◆ RECORD EXTRACTS ◆
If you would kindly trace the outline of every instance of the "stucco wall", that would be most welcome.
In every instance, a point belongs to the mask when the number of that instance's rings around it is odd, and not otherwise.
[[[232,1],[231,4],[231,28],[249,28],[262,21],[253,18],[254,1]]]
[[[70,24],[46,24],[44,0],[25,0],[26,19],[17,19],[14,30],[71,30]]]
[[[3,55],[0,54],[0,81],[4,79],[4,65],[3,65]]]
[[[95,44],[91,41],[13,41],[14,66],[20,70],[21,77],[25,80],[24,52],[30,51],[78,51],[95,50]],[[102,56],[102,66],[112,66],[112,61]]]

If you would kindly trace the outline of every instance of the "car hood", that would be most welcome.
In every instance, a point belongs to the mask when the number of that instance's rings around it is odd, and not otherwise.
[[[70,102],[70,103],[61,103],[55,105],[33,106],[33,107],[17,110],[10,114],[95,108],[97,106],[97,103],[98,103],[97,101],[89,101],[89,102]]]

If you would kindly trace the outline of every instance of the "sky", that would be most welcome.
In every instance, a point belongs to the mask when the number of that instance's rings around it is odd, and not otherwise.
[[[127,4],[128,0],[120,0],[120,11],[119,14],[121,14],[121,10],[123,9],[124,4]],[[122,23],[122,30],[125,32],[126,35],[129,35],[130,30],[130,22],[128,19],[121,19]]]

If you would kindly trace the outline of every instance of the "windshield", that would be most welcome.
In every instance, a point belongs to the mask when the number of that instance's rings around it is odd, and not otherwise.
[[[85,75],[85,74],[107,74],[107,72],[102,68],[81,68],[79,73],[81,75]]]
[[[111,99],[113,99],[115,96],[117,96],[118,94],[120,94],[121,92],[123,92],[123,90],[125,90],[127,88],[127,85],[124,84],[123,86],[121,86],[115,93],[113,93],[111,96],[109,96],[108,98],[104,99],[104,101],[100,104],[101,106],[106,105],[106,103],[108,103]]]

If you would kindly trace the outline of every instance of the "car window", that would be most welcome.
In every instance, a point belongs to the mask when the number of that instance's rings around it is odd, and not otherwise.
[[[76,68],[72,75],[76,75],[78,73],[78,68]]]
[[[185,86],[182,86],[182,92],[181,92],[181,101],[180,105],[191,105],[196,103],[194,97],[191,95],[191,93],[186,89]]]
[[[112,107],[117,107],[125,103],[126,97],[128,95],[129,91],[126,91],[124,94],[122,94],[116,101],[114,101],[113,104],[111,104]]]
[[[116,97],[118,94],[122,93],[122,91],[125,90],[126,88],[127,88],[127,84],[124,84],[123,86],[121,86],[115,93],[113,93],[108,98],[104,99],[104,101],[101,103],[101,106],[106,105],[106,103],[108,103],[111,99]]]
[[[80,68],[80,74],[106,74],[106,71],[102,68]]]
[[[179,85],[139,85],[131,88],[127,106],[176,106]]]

◆ WHAT NEEDS TO BE DONE ◆
Transcribe each record exactly. Leave nothing out.

◆ SOLUTION FOR THIS TASK ◆
If you would kindly trace the outline of every instance of the "stucco wall", that would be most welcome.
In every instance, a point belongs to the mask when the number of that instance's rings around it is odd, and not otherwise.
[[[232,1],[231,4],[231,28],[249,28],[262,21],[253,18],[254,1]]]
[[[70,24],[46,24],[44,0],[25,0],[26,19],[17,19],[14,30],[71,30]]]
[[[3,55],[0,54],[0,81],[4,79],[4,65],[3,65]]]
[[[95,44],[91,41],[13,41],[14,66],[20,70],[21,77],[25,80],[24,52],[30,51],[78,51],[95,50]],[[102,56],[102,66],[112,66],[112,61]]]

If you would kindly trace the outline of every instance of the "car hood", that would be most welcome.
In every instance, a point belongs to the mask when the number of that instance's rings around it is odd, and not otherwise.
[[[70,102],[70,103],[61,103],[55,105],[33,106],[33,107],[17,110],[10,114],[95,108],[97,106],[97,103],[98,103],[97,101],[89,101],[89,102]]]

If you would kindly trace the outline of every instance of the "sky", that would be most welcome.
In every instance, a point belongs to the mask when the number of that instance's rings around it is odd, and not otherwise.
[[[127,4],[128,0],[120,0],[120,11],[119,14],[121,14],[121,10],[123,9],[124,4]],[[122,23],[122,30],[125,32],[126,35],[129,35],[130,30],[130,22],[128,19],[121,19]]]

If you would kindly trace the outline of every instance of the "windshield", that would be most welcome.
In every instance, a point belongs to the mask when the number of that instance's rings around it is odd, and not otherwise.
[[[85,75],[85,74],[107,74],[107,72],[102,68],[81,68],[79,73],[81,75]]]
[[[111,99],[113,99],[115,96],[117,96],[118,94],[120,94],[121,92],[123,92],[123,90],[125,90],[127,88],[127,85],[124,84],[123,86],[121,86],[115,93],[113,93],[111,96],[109,96],[108,98],[104,99],[104,101],[100,104],[101,106],[106,105],[106,103],[108,103]]]

If you would kindly trace the outline of every instance of the "car window", that would be most welcome.
In every instance, a point belongs to the mask when the number of that instance's rings around it is odd, and not otherwise.
[[[76,68],[72,75],[76,75],[78,73],[78,68]]]
[[[185,86],[182,86],[182,92],[181,92],[181,101],[180,105],[191,105],[196,103],[194,97],[191,95],[191,93],[186,89]]]
[[[112,107],[117,107],[125,103],[126,97],[128,95],[129,91],[126,91],[124,94],[122,94],[116,101],[114,101],[113,104],[111,104]]]
[[[116,97],[118,94],[122,93],[122,91],[125,90],[126,88],[127,88],[127,84],[124,84],[123,86],[121,86],[115,93],[113,93],[108,98],[104,99],[104,101],[101,103],[101,106],[106,105],[106,103],[108,103],[111,99]]]
[[[80,68],[80,74],[106,74],[106,71],[102,68]]]
[[[179,85],[139,85],[131,88],[127,106],[176,106]]]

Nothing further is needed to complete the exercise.